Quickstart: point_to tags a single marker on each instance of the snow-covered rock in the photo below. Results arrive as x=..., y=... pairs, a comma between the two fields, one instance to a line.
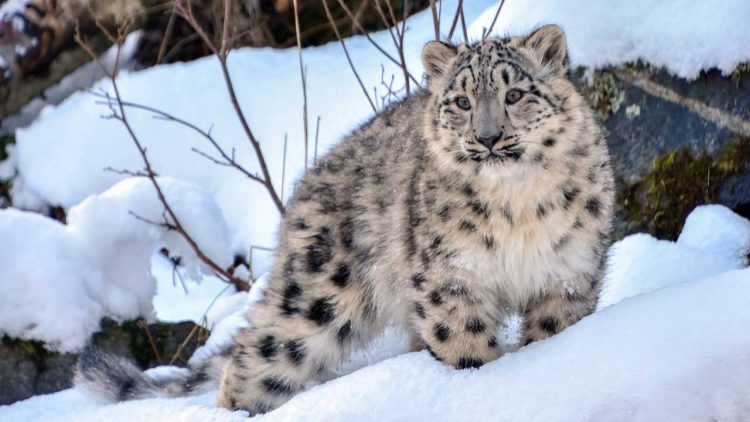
x=681, y=35
x=668, y=353
x=57, y=281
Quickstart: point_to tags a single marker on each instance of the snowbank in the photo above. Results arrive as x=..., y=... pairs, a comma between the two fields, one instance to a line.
x=683, y=36
x=71, y=139
x=58, y=280
x=714, y=240
x=673, y=353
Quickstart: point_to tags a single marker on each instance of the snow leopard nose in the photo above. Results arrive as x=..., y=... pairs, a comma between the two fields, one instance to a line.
x=489, y=141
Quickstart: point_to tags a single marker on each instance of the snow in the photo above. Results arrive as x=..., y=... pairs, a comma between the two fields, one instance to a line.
x=655, y=353
x=714, y=240
x=72, y=140
x=683, y=36
x=98, y=264
x=668, y=342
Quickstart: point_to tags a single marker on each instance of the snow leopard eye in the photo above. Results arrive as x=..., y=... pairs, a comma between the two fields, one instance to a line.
x=513, y=96
x=463, y=103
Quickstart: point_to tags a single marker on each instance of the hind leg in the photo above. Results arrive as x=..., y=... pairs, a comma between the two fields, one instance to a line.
x=299, y=335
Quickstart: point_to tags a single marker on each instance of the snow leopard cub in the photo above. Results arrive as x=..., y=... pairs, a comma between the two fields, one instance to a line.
x=489, y=193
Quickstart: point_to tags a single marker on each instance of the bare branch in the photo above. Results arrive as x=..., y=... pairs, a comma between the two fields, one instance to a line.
x=373, y=42
x=459, y=10
x=185, y=10
x=348, y=59
x=171, y=222
x=487, y=31
x=304, y=84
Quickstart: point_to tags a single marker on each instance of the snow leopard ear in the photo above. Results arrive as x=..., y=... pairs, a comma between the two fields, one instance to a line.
x=550, y=46
x=437, y=58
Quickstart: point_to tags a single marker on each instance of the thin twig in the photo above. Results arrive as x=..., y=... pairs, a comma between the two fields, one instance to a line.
x=228, y=161
x=185, y=10
x=486, y=33
x=171, y=221
x=348, y=58
x=317, y=132
x=459, y=9
x=167, y=34
x=304, y=84
x=435, y=21
x=373, y=42
x=283, y=168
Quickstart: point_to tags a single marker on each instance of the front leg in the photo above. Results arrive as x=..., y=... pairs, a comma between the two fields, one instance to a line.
x=556, y=310
x=458, y=325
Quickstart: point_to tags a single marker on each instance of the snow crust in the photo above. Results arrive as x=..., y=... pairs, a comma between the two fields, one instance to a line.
x=714, y=240
x=682, y=36
x=655, y=353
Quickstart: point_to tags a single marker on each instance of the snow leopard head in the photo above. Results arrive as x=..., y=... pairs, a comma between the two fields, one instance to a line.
x=502, y=105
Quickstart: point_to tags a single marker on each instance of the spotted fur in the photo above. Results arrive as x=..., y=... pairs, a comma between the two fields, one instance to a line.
x=486, y=194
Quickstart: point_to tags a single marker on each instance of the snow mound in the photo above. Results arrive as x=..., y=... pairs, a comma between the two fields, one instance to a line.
x=714, y=240
x=71, y=139
x=682, y=36
x=669, y=353
x=98, y=264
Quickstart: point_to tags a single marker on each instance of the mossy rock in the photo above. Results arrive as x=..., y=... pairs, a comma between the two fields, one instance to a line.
x=678, y=182
x=668, y=159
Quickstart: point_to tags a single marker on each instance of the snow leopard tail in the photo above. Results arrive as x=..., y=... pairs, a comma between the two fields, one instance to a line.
x=118, y=379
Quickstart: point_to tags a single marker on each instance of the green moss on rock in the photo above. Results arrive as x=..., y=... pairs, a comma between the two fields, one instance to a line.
x=604, y=94
x=678, y=182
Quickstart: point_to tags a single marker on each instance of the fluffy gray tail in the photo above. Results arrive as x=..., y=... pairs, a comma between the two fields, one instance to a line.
x=118, y=379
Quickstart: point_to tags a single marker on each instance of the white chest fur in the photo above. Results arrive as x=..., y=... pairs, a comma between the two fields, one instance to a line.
x=525, y=263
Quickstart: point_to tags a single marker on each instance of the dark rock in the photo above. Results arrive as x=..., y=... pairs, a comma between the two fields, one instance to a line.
x=645, y=132
x=735, y=194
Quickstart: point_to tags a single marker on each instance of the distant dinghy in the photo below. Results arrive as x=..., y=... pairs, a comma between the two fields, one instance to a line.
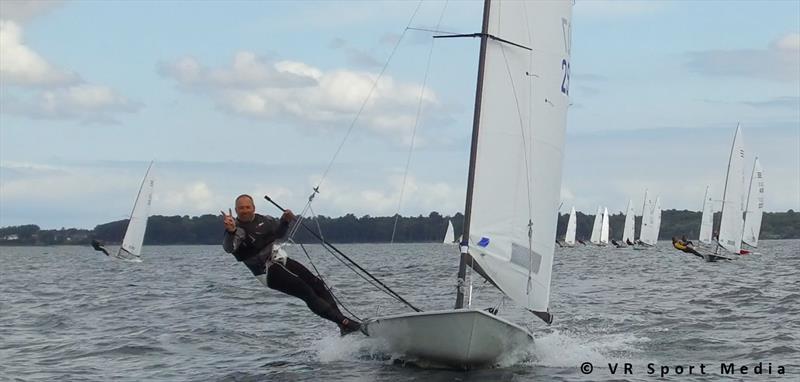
x=131, y=248
x=512, y=189
x=755, y=206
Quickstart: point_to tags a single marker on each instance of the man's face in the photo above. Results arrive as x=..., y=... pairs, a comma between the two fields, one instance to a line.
x=245, y=210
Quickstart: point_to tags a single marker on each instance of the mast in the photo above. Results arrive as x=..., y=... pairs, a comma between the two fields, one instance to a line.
x=725, y=187
x=476, y=119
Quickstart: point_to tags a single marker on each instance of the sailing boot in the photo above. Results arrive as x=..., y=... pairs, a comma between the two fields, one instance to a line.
x=348, y=326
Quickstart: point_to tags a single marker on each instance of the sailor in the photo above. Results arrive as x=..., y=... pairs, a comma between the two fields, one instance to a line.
x=98, y=246
x=684, y=247
x=250, y=237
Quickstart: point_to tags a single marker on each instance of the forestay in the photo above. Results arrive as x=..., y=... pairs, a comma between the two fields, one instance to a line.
x=571, y=228
x=520, y=147
x=627, y=232
x=730, y=232
x=707, y=220
x=755, y=206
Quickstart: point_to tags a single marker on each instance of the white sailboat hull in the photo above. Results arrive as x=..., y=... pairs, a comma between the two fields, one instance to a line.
x=463, y=338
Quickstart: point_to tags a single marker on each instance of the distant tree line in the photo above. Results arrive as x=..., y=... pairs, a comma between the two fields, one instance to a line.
x=207, y=229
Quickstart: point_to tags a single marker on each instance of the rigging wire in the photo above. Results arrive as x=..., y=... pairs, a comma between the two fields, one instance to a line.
x=416, y=125
x=369, y=95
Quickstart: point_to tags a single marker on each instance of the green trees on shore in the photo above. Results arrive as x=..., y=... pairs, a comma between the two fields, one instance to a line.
x=207, y=229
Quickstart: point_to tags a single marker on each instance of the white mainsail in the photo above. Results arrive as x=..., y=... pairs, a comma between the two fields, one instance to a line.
x=604, y=228
x=731, y=225
x=627, y=232
x=520, y=143
x=755, y=206
x=657, y=221
x=450, y=235
x=648, y=221
x=131, y=248
x=707, y=220
x=572, y=227
x=598, y=222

-------

▶ _PROBLEM_:
An exact copy of every entry, without pictures, should be your output.

▶ _RESULT OF THE TASK_:
Quickstart: point_to tags a single marker on each instance of the snow-covered rock in the photo below. Results arrive as x=..., y=... pairs, a comma between the two fields, one instance to a line.
x=681, y=35
x=668, y=353
x=57, y=281
Quickstart: point_to tags a single marker on each instance of the snowbank in the photo above. Results arrive as x=..., y=... pairs, a comma between the two fields, one instance to a line.
x=683, y=36
x=71, y=139
x=58, y=280
x=714, y=240
x=673, y=353
Quickstart: point_to tags a single marker on each instance of the snow leopard nose in the photo above. Results arrive as x=..., y=... pairs, a comma between the two fields, one instance to a line.
x=489, y=141
Quickstart: point_to tags a single marker on each instance of the snow in the photo above. Results arrive as x=..., y=... pairs, a comma between the two fields, one instance to a line.
x=655, y=353
x=714, y=240
x=72, y=140
x=683, y=36
x=98, y=264
x=668, y=342
Quickstart: point_to tags a single marker on each instance of the snow leopard eye in the photo above. Results arrive as x=..., y=... pairs, a comma between the two fields, one instance to a line.
x=513, y=96
x=463, y=103
Quickstart: point_to tags a single marker on each instance of the hind leg in the photo above. Results arrive as x=..., y=... pairs, a comma between the two fields, one instance to a line.
x=299, y=335
Quickstart: point_to tags a single marker on each instance of the snow leopard cub in the photo above. Results arrive as x=..., y=... pairs, a comma between the two fields, one instance to a line.
x=489, y=193
Quickstart: point_to tags a single marker on each instance of the bare branch in the photo above. Results arrive as x=..., y=... pairs, a comma between the two fields, one instance to a line.
x=373, y=42
x=459, y=10
x=185, y=10
x=348, y=59
x=171, y=222
x=487, y=31
x=304, y=84
Quickstart: point_to tags a single marker on each instance of the snow leopard ear in the photo above. Results arrive as x=..., y=... pairs, a comma between the two fields, one instance to a line.
x=550, y=46
x=437, y=58
Quickstart: point_to tags a single marker on each instance of the thin twig in the photo above. Results arrive as x=..., y=... pairs, a comma between the two fields, one instance to a line.
x=228, y=161
x=185, y=10
x=486, y=33
x=171, y=221
x=348, y=58
x=317, y=132
x=459, y=9
x=167, y=34
x=304, y=84
x=435, y=21
x=373, y=42
x=283, y=168
Quickstart: point_to tags a single marker on each instance of the front leg in the photo above. Results arrive as x=..., y=... pairs, a comma between the two fields, one instance to a line.
x=556, y=310
x=458, y=325
Quickstart: point_to tags a single marker on each instance of the snow crust in the photo above. Results arrive as x=..., y=... pairs, a comma between the two fields, one instance to a line.
x=714, y=240
x=682, y=36
x=655, y=353
Quickstart: point_to tags a single marker on each instance of the snow leopard head in the photo above. Results arrive as x=..., y=... pairs, a comma between the two fields, one instance to a line.
x=502, y=105
Quickstart: point_to tags a single marker on each instance of the spotted fur in the photo above. Results arrive as x=..., y=... pairs, a comma between the two fields, one instance to a line.
x=486, y=194
Quickstart: point_to tags a single marker on each instance of the snow mound in the photo above. Results arrive as x=..., y=... pairs, a comma between the two fields, one instance to a line.
x=714, y=240
x=71, y=139
x=682, y=36
x=669, y=353
x=98, y=264
Quickstart: point_to tags a single marker on each instance of the mossy rock in the photo above. Results arrive as x=..., y=... pairs, a comma between the two fields, one instance to a line.
x=678, y=182
x=668, y=159
Quickstart: point_to tags a single marker on each instance of the snow leopard tail in the photo above. Results arrive as x=..., y=... pairs, a comma between the two fields, one instance to a line.
x=118, y=379
Quickstart: point_to tags a single marker on each instance of the green moss on rock in the photo above. Results arrive as x=..., y=... pairs, a comma between the two fields, one instance to a line.
x=604, y=94
x=678, y=182
Quickstart: point_to tags a single marker on each instance of the fluffy gray tail in the photo above. Results arrive as x=..., y=... pairs, a comma between the two fields, one instance to a line.
x=118, y=379
Quickstart: point_to tags a single marker on each instance of the white chest fur in the photo above. Results arrive as x=..., y=... pairs, a comma between the two fields, one instance to a line.
x=525, y=263
Quickstart: point_to tags a single marker on each instance of the dark rock in the photo above. Results arrive as x=..., y=... pairs, a comma between the two fields, one instance to a line.
x=645, y=132
x=735, y=194
Quickstart: point_to tags a single marker on each instance of the distant dinghy in the photo below. Results arrive as x=..., y=... pairs, a comma between the two fields, one instance to a line.
x=131, y=248
x=512, y=189
x=755, y=206
Quickstart: point_to tags a single marker on each instance of the man's face in the photo above. Results arrive as x=..., y=... pairs, a comma between the two fields, one instance to a line.
x=245, y=210
Quickstart: point_to tags a single marker on each instance of the mast in the photo above. Results arrive as x=..., y=... pairs, a comma between the two fields, one instance to a line.
x=725, y=187
x=476, y=119
Quickstart: point_to tags a single marker on each instance of the sailing boot in the photo above. Results arrive as x=..., y=... pairs, a comma between the two fields, one instance to a line.
x=348, y=326
Quickstart: point_to tags a single marker on each instance of the sailor in the photo above. Results arrive as x=..., y=... pairs, a comma between the two fields, one instance to a line.
x=98, y=246
x=684, y=247
x=250, y=237
Quickstart: point_to tags a single marker on each instance of the forestay in the photo above. Results arrive as x=..., y=... pairs, a comma between the two fields, one instance to a line.
x=571, y=228
x=520, y=147
x=627, y=232
x=730, y=232
x=707, y=220
x=755, y=206
Quickstart: point_to tags a single marker on each instance of the white sailboat hull in the photo above. Results arrive as x=..., y=... pairs, a comma between the two fields, one instance to a line.
x=463, y=338
Quickstart: point_to tags a single marker on each instance of the distant tree line in the photo above. Results arrive as x=..., y=... pairs, a comma between the two fields, one instance to a line.
x=207, y=229
Quickstart: point_to tags a single marker on each instance of the rigging wire in the photo above. Results arrive as x=..., y=... pairs, a comma between the two fields, one instance to a line.
x=416, y=125
x=369, y=95
Quickstart: point_to tags a single marker on each instance of the green trees on shore in the photo above. Results arrive as x=..., y=... pairs, a comma between the two fields, one instance to a line.
x=207, y=229
Quickstart: point_to tags a single marker on each instance of the white mainsail in the photo above. Results arrive as x=..., y=... pairs, a comma between the two fields, one instance to a line.
x=604, y=228
x=731, y=225
x=627, y=232
x=520, y=143
x=755, y=206
x=657, y=221
x=450, y=235
x=648, y=221
x=131, y=248
x=707, y=220
x=572, y=227
x=598, y=222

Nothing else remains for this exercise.